### [Written problem]
Count the lines in the entries below that contain the string "blue", treating uppercase and lowercase as distinct, and give only the number.

[Excerpts of pointing data]
++++++++++++++++++++
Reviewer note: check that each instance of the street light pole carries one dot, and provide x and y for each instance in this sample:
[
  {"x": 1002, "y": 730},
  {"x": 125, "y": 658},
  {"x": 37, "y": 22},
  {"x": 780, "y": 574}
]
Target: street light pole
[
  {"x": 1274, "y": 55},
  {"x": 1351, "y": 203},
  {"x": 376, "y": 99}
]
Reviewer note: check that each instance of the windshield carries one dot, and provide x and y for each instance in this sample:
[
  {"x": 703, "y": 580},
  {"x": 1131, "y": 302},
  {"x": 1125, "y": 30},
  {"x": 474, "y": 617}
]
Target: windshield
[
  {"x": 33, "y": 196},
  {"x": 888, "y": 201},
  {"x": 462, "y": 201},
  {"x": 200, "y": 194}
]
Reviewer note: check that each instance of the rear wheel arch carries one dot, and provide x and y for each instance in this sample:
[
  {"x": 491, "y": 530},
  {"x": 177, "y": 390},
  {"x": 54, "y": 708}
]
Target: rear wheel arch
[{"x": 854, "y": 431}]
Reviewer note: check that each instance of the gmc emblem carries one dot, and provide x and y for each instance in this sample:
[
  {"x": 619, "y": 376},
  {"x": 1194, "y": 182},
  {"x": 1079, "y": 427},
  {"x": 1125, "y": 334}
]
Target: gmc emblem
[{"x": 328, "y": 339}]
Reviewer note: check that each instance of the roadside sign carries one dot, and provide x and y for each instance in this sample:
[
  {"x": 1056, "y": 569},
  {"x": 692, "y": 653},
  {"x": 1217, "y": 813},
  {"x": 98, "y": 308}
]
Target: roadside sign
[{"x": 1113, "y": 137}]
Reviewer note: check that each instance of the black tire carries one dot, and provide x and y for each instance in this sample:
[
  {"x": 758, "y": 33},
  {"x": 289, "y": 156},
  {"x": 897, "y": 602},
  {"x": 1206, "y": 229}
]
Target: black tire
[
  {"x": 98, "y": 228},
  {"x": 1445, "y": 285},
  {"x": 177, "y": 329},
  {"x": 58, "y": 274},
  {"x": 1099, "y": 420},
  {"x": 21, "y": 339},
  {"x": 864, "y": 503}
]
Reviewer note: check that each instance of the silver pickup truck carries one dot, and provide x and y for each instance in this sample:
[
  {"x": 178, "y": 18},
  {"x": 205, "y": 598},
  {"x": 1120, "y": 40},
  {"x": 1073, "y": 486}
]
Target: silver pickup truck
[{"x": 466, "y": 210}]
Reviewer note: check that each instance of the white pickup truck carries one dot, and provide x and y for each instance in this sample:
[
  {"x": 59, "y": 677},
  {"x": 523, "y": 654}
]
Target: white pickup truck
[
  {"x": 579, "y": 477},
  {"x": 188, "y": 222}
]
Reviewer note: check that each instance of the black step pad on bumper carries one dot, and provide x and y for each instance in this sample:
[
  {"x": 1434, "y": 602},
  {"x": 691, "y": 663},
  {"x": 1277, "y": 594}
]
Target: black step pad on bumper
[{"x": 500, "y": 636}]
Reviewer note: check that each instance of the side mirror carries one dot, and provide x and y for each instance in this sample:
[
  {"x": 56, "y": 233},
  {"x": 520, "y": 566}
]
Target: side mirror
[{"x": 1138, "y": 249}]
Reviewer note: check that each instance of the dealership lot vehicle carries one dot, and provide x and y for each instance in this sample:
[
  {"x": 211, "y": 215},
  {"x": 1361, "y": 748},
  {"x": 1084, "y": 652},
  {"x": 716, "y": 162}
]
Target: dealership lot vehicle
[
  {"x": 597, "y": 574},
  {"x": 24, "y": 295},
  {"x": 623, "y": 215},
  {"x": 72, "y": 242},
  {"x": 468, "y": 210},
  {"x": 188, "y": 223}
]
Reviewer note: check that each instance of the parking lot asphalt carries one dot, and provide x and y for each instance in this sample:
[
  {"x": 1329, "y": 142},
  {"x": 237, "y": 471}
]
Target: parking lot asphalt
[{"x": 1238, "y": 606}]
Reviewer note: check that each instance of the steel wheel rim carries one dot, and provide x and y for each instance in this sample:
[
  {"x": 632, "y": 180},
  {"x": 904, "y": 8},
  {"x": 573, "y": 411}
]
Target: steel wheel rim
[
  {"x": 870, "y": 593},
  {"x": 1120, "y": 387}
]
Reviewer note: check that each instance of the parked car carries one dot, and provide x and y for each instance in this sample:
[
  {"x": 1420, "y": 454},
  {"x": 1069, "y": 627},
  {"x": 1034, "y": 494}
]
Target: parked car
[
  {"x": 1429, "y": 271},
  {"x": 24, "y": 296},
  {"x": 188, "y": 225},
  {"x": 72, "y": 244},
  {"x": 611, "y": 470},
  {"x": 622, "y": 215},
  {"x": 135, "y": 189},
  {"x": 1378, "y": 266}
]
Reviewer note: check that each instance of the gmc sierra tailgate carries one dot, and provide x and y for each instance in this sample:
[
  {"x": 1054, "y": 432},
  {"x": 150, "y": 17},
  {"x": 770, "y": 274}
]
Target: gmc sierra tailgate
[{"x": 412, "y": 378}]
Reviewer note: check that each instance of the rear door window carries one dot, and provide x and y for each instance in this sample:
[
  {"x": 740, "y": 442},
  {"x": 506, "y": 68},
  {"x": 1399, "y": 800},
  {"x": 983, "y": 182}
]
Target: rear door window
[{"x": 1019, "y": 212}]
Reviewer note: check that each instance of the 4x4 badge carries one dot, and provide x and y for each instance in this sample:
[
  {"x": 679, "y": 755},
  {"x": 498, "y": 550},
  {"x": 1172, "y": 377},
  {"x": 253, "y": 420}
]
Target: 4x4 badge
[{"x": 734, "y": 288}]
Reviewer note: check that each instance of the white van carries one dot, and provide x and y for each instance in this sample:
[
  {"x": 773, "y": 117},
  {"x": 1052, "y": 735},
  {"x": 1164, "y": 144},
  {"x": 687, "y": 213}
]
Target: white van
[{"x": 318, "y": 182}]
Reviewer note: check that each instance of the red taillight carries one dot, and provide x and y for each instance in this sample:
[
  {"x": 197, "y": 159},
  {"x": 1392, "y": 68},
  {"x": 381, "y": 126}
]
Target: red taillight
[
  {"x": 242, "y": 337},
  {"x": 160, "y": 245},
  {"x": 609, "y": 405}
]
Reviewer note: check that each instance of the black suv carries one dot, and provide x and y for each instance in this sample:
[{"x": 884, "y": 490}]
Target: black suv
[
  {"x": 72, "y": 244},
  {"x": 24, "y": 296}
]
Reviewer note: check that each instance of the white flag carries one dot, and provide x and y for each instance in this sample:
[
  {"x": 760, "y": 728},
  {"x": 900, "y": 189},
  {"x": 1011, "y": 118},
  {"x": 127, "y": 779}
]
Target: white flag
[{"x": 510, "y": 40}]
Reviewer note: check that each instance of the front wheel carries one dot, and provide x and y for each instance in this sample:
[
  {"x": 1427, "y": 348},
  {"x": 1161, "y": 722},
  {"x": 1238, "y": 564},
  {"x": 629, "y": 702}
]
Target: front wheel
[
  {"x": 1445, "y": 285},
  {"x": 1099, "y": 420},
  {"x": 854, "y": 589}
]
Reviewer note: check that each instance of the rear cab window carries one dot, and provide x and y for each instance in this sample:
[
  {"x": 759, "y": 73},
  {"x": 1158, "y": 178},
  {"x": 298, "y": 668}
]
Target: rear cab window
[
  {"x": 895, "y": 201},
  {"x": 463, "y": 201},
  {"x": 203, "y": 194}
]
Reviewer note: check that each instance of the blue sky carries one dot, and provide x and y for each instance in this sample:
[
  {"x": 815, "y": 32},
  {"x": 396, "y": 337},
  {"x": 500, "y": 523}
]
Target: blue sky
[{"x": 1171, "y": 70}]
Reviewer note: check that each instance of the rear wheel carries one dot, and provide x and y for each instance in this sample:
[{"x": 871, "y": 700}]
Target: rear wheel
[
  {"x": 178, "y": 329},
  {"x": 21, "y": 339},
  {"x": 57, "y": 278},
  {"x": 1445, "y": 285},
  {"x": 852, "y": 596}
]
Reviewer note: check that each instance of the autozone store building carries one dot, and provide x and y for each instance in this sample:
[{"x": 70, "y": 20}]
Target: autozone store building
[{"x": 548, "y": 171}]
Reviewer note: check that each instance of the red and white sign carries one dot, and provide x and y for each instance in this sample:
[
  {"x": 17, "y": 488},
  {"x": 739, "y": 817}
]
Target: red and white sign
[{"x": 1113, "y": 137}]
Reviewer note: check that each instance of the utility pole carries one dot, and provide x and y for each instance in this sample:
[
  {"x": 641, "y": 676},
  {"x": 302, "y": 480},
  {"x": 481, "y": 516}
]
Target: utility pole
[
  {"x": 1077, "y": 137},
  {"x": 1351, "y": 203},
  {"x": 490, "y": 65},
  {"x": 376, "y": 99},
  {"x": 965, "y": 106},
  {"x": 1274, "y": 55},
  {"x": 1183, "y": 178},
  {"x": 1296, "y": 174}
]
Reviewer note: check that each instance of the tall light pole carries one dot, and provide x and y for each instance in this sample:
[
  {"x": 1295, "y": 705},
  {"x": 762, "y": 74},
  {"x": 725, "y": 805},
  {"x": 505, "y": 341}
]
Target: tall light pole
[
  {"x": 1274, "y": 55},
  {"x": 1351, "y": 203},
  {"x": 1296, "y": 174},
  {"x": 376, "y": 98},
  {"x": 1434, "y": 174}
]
++++++++++++++++++++
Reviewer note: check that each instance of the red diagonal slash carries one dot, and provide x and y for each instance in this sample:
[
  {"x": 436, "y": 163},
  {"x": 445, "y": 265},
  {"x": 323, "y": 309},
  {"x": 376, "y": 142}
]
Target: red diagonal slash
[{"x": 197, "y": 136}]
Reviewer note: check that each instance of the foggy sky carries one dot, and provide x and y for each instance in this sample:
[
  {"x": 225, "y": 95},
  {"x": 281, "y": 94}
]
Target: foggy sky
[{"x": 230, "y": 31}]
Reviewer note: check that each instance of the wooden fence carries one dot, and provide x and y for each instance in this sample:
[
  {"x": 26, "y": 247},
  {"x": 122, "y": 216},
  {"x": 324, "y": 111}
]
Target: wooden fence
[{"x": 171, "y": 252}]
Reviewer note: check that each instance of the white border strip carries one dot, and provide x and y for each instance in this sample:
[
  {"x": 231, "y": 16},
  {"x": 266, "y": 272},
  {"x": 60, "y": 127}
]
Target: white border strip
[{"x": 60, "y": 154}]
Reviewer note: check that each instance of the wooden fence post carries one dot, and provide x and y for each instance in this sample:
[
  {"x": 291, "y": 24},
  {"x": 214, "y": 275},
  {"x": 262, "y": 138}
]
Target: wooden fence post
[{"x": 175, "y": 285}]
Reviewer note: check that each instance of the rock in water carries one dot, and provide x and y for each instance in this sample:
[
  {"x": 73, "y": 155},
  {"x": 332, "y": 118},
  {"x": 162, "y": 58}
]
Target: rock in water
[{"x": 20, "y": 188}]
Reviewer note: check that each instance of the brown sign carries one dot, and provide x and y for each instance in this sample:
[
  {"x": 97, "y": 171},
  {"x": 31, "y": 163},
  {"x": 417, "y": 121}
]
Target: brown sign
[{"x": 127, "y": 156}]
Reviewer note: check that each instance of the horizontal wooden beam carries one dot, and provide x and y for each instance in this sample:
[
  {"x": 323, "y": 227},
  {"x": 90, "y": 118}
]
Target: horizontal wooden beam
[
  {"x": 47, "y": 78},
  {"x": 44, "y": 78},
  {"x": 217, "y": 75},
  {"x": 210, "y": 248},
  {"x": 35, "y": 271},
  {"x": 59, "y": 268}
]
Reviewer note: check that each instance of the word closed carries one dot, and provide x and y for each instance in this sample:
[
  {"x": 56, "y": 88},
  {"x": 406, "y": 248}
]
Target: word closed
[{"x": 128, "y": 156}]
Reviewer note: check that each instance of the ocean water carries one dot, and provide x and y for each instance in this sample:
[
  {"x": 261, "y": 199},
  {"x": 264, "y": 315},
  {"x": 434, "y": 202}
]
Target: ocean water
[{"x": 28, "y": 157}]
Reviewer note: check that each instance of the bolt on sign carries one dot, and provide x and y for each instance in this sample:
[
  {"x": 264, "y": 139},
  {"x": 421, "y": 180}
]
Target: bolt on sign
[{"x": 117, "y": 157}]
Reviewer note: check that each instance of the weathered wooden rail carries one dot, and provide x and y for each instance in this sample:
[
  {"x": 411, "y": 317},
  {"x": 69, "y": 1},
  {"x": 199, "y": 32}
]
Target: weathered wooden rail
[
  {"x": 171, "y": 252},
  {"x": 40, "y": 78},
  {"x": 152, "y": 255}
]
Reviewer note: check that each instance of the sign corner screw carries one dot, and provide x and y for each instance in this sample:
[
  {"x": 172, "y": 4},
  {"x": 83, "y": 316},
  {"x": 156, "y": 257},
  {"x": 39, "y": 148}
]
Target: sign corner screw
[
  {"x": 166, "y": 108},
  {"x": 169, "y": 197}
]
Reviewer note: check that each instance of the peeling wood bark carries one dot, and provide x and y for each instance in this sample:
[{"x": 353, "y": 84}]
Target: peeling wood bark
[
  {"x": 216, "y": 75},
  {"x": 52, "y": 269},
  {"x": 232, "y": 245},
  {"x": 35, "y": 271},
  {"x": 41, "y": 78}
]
++++++++++++++++++++
### [Complete output]
2